While boxing will still be on the program at the 2024 Paris Games, the International Olympic Committee said its executive board has asked the full membership to withdraw its recognition of the IBA at a special meeting on June 22.

IOC members rarely vote against recommendations from their 15-member board and the IBA’s ouster is likely a formality.

The IOC had already suspended the IBA’s recognition in 2019 over long-standing financial, sports integrity and governance issues. The Olympic body oversaw the boxing competitions itself at the Tokyo Olympics held in 2021 and will do so again for Paris.

An IOC statement said the boxing body “has failed to fulfil the conditions set by the IOC … for lifting the suspension of the IBA’s recognition.”

The IBA criticized what it called a “truly abhorrent and purely political” decision by the IOC and warned of “retaliatory measures.”

“Now, we are left with no chance but to demand a fair assessment from a competent court,” the boxing body’s Russian president Umar Kremlev said in a statement.

The IOC-IBA standoff has also put boxing’s place at the 2028 Los Angeles Games at risk, though that should now be resolved.

The IOC previously stressed it has no problem with the sport or its athletes — just the IBA and its current president Kremlev, plus financial dependence on Russian state energy firm Gazprom.

In a 24-page report on IBA issues published Wednesday, the IOC concluded “the accumulation of all of these points, and the constant lack of drastic evolution throughout the many years, creates a situation of no-return.”

Olympic boxing’s reputation has been in question for decades. Tensions heightened after boxing officials worldwide ousted long-time IOC member C.K. Wu as their president in 2017 when the organization was known by its French acronym AIBA.

“From a disreputable organization named AIBA governed by someone from the IOC’s upper echelon, we committed to and executed a change in the toxic and corrupt culture that was allowed to fester under the IOC for far too long,” Kremlev said Wednesday in a statement.

National federations then defied IOC warnings in 2018 by electing as their president Gafur Rakhimov, a businessman from Uzbekistan with alleged ties to organized crime and heroin trafficking.

Kremlev’s election to replace Rakhimov in 2020 followed another round of IOC warnings that went unheeded.

Amid the IBA turmoil, a rival organization called World Boxing has attracted initial support from officials in the United States, Switzerland and Britain.

The IBA can still continue to organize its own events and held the men’s world championships last month in the Uzbek capital Tashkent.

Collected data:
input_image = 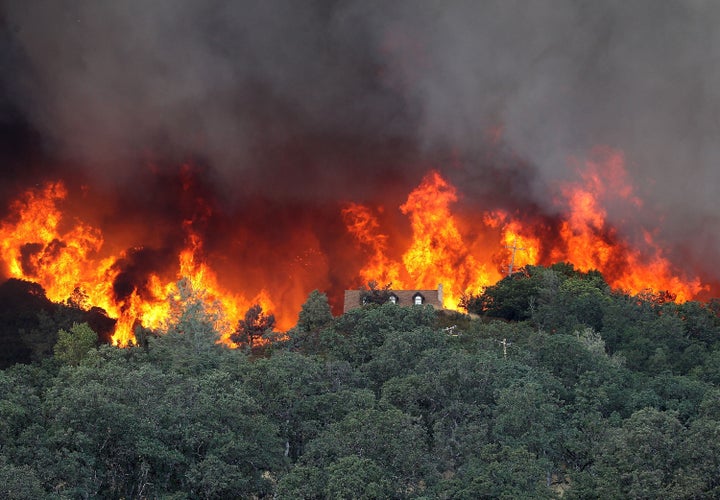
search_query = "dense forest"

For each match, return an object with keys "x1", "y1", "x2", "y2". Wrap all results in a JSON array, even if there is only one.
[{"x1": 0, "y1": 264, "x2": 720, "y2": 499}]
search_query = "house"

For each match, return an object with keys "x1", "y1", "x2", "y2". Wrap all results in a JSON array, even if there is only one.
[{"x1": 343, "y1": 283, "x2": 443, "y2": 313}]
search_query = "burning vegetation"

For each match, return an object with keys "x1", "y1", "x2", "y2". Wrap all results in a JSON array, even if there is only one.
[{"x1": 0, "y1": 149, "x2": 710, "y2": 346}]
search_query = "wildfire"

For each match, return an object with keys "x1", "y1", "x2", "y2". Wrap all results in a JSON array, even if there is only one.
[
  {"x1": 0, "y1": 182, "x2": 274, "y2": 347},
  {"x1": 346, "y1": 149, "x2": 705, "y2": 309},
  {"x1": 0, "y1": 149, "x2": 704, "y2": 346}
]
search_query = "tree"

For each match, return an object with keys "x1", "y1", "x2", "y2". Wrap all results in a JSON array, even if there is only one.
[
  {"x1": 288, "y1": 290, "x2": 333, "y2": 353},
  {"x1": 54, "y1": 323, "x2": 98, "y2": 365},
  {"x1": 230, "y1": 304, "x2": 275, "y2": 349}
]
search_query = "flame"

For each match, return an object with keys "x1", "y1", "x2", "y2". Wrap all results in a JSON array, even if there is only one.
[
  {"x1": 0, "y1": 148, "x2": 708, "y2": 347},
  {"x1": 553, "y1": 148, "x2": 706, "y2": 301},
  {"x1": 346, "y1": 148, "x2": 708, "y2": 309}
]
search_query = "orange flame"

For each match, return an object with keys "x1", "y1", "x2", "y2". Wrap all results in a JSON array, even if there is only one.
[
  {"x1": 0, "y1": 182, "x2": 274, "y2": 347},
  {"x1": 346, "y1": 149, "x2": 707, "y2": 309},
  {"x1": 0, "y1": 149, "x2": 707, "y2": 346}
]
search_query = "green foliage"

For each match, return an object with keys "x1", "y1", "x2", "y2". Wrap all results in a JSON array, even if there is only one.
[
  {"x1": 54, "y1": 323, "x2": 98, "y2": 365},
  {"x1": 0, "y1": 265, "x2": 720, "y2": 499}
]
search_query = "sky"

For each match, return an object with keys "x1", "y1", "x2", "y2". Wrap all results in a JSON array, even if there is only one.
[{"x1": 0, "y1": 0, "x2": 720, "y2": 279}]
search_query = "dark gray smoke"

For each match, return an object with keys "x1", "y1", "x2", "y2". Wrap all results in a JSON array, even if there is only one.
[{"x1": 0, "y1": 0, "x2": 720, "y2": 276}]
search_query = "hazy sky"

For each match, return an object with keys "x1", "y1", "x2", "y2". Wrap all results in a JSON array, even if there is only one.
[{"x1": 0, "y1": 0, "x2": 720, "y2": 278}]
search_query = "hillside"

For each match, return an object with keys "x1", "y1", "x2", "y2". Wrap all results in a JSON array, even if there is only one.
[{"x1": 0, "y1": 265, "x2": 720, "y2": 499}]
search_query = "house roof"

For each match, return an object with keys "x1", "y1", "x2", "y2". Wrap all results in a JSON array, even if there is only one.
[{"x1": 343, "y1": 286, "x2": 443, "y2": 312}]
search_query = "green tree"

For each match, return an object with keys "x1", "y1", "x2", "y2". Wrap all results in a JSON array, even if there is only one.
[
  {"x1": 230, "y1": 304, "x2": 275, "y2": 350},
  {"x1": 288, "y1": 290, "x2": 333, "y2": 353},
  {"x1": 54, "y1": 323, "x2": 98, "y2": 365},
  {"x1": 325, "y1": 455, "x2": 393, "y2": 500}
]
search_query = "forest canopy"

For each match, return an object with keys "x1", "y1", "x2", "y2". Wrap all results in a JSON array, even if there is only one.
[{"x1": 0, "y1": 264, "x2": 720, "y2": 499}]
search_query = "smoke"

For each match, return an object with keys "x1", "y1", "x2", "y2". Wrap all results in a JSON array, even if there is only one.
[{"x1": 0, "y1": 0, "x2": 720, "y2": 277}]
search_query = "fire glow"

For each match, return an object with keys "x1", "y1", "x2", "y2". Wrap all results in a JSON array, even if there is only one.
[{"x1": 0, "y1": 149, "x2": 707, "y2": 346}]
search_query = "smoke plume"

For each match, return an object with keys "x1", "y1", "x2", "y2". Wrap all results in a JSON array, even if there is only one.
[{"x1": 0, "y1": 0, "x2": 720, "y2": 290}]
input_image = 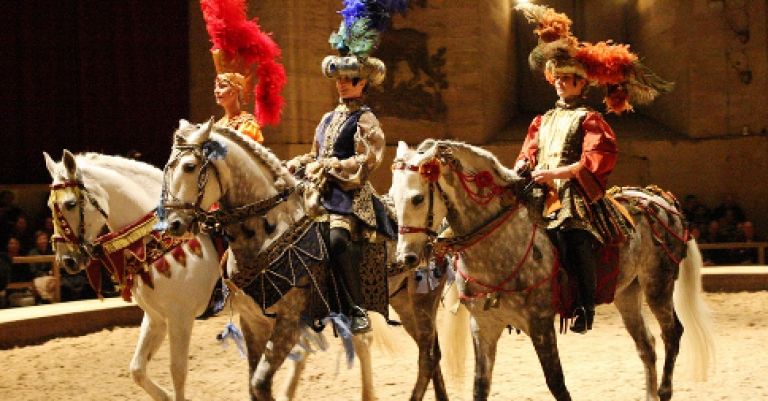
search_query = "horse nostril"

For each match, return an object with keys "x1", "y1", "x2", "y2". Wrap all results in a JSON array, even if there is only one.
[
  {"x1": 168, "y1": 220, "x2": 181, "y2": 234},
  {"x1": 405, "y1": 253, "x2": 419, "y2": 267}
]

(What the exercise asks)
Print the passage of the article on the IOC and the IBA between "Olympic boxing’s reputation" and "French acronym AIBA.", inclusive.

(Response area)
Olympic boxing’s reputation has been in question for decades. Tensions heightened after boxing officials worldwide ousted long-time IOC member C.K. Wu as their president in 2017 when the organization was known by its French acronym AIBA.